**Exercise**: Every entry should be copied exactly, with nothing added or dropped.

Top of Data provided

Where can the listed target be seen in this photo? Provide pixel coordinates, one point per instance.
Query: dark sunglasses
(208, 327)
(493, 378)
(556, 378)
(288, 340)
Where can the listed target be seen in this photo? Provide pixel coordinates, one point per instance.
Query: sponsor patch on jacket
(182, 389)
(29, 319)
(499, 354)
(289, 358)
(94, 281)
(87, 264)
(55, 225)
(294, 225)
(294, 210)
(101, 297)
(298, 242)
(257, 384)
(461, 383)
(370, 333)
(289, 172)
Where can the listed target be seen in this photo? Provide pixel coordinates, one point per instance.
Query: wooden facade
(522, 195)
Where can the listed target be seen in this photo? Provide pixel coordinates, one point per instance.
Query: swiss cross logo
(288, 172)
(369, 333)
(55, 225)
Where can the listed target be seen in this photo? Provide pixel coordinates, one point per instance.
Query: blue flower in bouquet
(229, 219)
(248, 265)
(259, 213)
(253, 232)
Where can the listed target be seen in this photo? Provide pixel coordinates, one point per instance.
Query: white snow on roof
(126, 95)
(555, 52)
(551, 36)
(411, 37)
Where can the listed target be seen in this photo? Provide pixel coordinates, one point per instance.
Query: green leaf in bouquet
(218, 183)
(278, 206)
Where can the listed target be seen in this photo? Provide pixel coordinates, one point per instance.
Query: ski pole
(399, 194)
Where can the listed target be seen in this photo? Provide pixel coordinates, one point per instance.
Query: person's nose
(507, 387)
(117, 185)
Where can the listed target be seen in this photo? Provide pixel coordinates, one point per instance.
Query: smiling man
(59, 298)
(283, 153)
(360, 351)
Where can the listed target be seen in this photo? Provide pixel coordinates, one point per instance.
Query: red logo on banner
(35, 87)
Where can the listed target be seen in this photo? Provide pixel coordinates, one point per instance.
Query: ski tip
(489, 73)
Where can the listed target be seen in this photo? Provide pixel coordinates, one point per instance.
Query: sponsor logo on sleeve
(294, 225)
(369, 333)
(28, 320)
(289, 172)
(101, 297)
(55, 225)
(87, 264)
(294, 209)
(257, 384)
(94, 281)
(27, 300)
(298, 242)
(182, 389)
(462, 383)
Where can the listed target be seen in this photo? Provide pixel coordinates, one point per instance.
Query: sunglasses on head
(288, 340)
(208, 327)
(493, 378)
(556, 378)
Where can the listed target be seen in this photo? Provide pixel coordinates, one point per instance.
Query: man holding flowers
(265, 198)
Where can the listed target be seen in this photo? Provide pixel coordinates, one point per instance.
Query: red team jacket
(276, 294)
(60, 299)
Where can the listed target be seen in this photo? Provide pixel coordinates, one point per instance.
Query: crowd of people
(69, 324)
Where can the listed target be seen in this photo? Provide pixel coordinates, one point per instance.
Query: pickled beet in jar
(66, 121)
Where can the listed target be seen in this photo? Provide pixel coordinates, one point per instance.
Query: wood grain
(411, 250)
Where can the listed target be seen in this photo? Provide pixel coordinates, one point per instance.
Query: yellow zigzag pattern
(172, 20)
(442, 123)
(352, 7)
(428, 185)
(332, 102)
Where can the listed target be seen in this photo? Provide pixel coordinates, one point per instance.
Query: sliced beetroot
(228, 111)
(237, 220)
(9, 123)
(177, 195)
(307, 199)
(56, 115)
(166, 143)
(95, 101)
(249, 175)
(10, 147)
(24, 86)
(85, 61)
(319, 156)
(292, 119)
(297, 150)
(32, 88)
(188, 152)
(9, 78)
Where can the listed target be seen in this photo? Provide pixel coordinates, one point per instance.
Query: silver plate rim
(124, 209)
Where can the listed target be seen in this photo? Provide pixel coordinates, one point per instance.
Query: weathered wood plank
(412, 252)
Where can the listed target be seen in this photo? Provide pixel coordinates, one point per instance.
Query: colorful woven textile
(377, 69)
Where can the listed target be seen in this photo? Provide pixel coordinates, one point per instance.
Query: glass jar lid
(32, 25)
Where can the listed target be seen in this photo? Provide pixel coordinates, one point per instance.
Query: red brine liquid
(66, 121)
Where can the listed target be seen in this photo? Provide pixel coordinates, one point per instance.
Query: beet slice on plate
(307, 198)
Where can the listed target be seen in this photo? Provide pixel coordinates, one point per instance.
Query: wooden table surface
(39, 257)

Bottom of Data provided

**Response to the task**:
Where can the listed target be seen in this photo? Provide pixel coordinates, one point per instance.
Query: dark sunglasses
(208, 327)
(493, 378)
(556, 378)
(288, 340)
Where can the listed target be seen in this photo? Provide pixel coordinates, one point per instance.
Query: sponsor patch on jacket
(182, 389)
(29, 319)
(499, 354)
(289, 358)
(94, 281)
(87, 264)
(55, 225)
(294, 225)
(294, 210)
(101, 297)
(298, 242)
(257, 384)
(461, 383)
(370, 333)
(289, 172)
Where can the listed target be seen in this photo? Provide pixel coordinates, one point per instance.
Query: wooden facade
(522, 195)
Where can the listed target be seen in this photo? Provide pixel coordinates, one point per instance.
Query: swiss cross logo
(288, 172)
(369, 333)
(55, 225)
Where can the listed target be seen in this photo? Provide pixel coordinates, one point per instance.
Query: blue flower in bouquet
(229, 219)
(248, 265)
(259, 213)
(253, 232)
Where can the listed target be seen in this photo? Provide pixel coordinates, one point per instance.
Query: white snow on roof
(126, 95)
(555, 52)
(551, 36)
(411, 37)
Where can the listed target be seen in this photo? Provide pixel coordinates, one point per instance.
Query: green leaf in bouquet
(218, 183)
(278, 206)
Where can the listed target be seen in this photo? Provide pixel coordinates, one point per instance.
Query: ski pole
(399, 194)
Where can the listed target be seen in this photo? Provide pixel coordinates, one point per instance.
Query: person's nose
(507, 387)
(117, 185)
Where can the listed target be seen in this photo? Provide pixel coordinates, one point per instance.
Query: smiling man
(59, 298)
(283, 153)
(360, 351)
Where can the listed target be seen in this photo? Provide pixel coordinates, one point per instance.
Query: red logo on banner
(35, 87)
Where can the listed target be seen in this photo? Provide pixel coordinates, one point per instance.
Query: ski tip
(489, 73)
Where can the listed target be seen in this photo? Provide pixel coordinates, one point per instance.
Query: sponsor logo on sleeve
(294, 225)
(369, 333)
(28, 320)
(289, 172)
(101, 297)
(55, 225)
(87, 264)
(294, 209)
(257, 384)
(94, 281)
(27, 300)
(298, 242)
(182, 389)
(462, 383)
Where can the listed target be seen in this photo? Provide pixel coordinates, one point per instance.
Query: sunglasses on head
(288, 340)
(208, 327)
(493, 378)
(556, 378)
Where can the listed target be seen in this photo? Provide pixel coordinates, one point per instance.
Query: man holding flowers
(265, 198)
Where can the listed target be seen in this photo? Provide pixel coordinates, one point per instance.
Query: red team jacket
(276, 294)
(60, 299)
Where can the listed target be seen in this photo? Provide pixel coordinates, one point per instance.
Query: crowd of people
(69, 324)
Where can the listed target be seen in this photo? Provide pixel coordinates, one point per instance.
Query: pickled beet in jar
(66, 121)
Where can the listed target be seen in this photo? Provide pixel coordinates, one point per instance.
Query: wood grain
(411, 250)
Where can the listed target be seen in this photo? Provide pixel coordinates, one point per instance.
Query: yellow zigzag pattern
(172, 20)
(442, 123)
(352, 7)
(428, 185)
(332, 102)
Where can the listed target be seen in this photo? Provide pixel coordinates, one point per instance.
Query: sliced beetroot
(228, 111)
(237, 220)
(9, 123)
(177, 195)
(307, 199)
(56, 115)
(166, 143)
(95, 101)
(249, 175)
(10, 147)
(24, 86)
(85, 61)
(319, 156)
(292, 119)
(297, 150)
(32, 88)
(188, 152)
(9, 78)
Where can the listed target be seen in this photo? Provide pixel coordinates, one point per instance.
Query: silver plate rim
(124, 209)
Where can the listed target be seen in this photo? Provide pixel coordinates, one point per instance.
Query: weathered wood plank
(412, 252)
Where can the listed target be seen in this photo? Provide pixel coordinates, one point per instance.
Query: colorful woven textile
(377, 69)
Where can the listed target be seen in this photo? Provide pixel coordinates, one point per instance.
Query: glass jar lid
(32, 25)
Where can the listed target be seen in this photo? Provide pixel coordinates, one point per instance.
Query: red brine liquid
(66, 121)
Where can the listed target be seen in this photo? Provide pixel coordinates, one point per instance.
Query: beet slice on plate
(307, 198)
Where can the listed target be seen in this photo? Provide pixel coordinates, one point per instance.
Query: wooden table surface
(39, 257)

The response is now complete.